§ Quoted passage:
** Start **

See another article on Feng Shui by author published in the Christian Research Journal, Vol 26, No. 1, 2003 at http://www.equip.org/articles/feng-shui-decorating
NOTE: Due to the complexity and varieties of feng shui practice, this article attempts only to give a broad overview of the nature, philosophy, and tools of feng shui without a detailed explanation of all its applications, principles, or technical aspects.
Feng shui (pronounced "fong shwee" in Mandarin) has come to the United States (and other Western countries). In California, New York City, Washington, DC, and other populous areas, businessmen, merchants, real estate brokers, and others are paying high fees for Feng Shui consultants. Donald Trump uses feng shui, as does Merrill Lynch (Ajay Singh, "Luck Be A Stone Lion," Time Magazine, 3 July 2000, 53). At the Whitney Museum of American Art's biennial exhibit, the artist behind two stone lions for sale chose the buyer based on applications explaining the applicants' feng shui problems (Ibid). So just what is feng shui?
Feng shui, which originated within the context of Chinese Taoism, is an intricate process of how to manipulate and harmonize the flow of the invisible universal life force, the chi (also spelled qi or ki), in one's physical surroundings, in concert with yin and yang energies and the five elements (earth, water, fire, metal, and wood). Chi, also known as the dragon's breath, is called the "life and breath" of the universe," (Lillian Too, The Complete Illustrated Guide to Feng Shui [Boston: Element Books Inc., 1996], 51, 68). "Feng" means "wind" and "shui" means "water."
-"The practice of living harmoniously with the energy of the surrounding environment which naturally leads to the art of placement, not only of buildings, but of everything within them," (www.fengshuisociety.org.uk).
-Originated by farmers at least 3,000 years ago, feng shui is about how to harness the invisible chi in order to "maximize" the benefits of chi, (www.geomanceronline.com).
-An "ancient and complex Chinese art that combines mysticism, science, and superstition to determine health, luck, and prosperity according to natural landscapes and the placement of dwellings, buildings, and graves...[...]....Its fundamental concept is that in order to be healthy and prosper, one must be in harmony with the earth and receive the benefit of ch'i, the universal life principle, which exists in all things and flows through the earth and nature," (Rosemary Ellen Guiley, Harper's Encyclopedia of Mystical and Paranormal Experience, [Edison, NJ: CASTLE BOOKS/Books Sales, Inc., 1991], 200).

** End **

§ Provided records:
** Start **

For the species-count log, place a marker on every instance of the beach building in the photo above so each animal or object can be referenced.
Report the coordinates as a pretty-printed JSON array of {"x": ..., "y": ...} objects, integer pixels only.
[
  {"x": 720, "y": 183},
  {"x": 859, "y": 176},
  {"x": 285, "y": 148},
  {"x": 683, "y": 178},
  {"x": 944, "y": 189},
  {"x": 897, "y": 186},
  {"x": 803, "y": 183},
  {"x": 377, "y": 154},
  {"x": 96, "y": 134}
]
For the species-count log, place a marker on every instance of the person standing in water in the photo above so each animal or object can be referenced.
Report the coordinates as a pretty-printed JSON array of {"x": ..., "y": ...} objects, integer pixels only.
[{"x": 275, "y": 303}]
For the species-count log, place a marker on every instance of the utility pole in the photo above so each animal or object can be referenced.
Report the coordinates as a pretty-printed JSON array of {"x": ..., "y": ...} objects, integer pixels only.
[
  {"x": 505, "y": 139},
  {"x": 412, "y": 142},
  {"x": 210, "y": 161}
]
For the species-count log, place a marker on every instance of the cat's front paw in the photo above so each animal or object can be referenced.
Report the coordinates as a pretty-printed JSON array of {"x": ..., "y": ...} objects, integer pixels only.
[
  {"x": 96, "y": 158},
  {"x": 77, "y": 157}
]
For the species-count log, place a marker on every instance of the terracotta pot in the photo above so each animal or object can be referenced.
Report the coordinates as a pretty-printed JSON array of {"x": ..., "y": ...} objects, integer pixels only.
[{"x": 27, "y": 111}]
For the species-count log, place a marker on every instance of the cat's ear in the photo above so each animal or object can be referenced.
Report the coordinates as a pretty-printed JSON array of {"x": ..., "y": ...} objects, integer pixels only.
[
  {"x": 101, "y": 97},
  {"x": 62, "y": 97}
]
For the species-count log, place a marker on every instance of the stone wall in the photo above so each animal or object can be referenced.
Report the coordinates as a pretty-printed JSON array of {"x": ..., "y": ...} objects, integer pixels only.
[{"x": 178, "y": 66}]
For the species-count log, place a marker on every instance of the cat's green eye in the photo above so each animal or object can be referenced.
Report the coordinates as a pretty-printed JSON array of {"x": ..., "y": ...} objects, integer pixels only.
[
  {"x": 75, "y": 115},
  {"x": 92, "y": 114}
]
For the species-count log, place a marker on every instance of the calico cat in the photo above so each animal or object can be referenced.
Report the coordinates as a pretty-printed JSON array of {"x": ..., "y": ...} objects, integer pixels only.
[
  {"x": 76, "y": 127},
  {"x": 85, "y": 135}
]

** End **

§ Tasks and exercises:
1 > Copy the feng shui article from "Feng shui (pronounced" up to and including "is feng shui?", renaming "businessmen" as "business owners" throughout.
2 > Sum up the feng shui article in two sentences.

§ Answers for this exercise:
1 >
Feng shui (pronounced "fong shwee" in Mandarin) has come to the United States (and other Western countries). In California, New York City, Washington, DC, and other populous areas, business owners, merchants, real estate brokers, and others are paying high fees for Feng Shui consultants. Donald Trump uses feng shui, as does Merrill Lynch (Ajay Singh, "Luck Be A Stone Lion," Time Magazine, 3 July 2000, 53). At the Whitney Museum of American Art's biennial exhibit, the artist behind two stone lions for sale chose the buyer based on applications explaining the applicants' feng shui problems (Ibid). So just what is feng shui?

2 > Feng shui has come to the United States and other Western countries, where businessmen, merchants, real estate brokers, and others pay high fees for consultants, and Donald Trump and Merrill Lynch use it. Originating within Chinese Taoism, it is an intricate process of manipulating and harmonizing the flow of the invisible universal life force, chi, in one's surroundings, in concert with yin and yang energies and the five elements.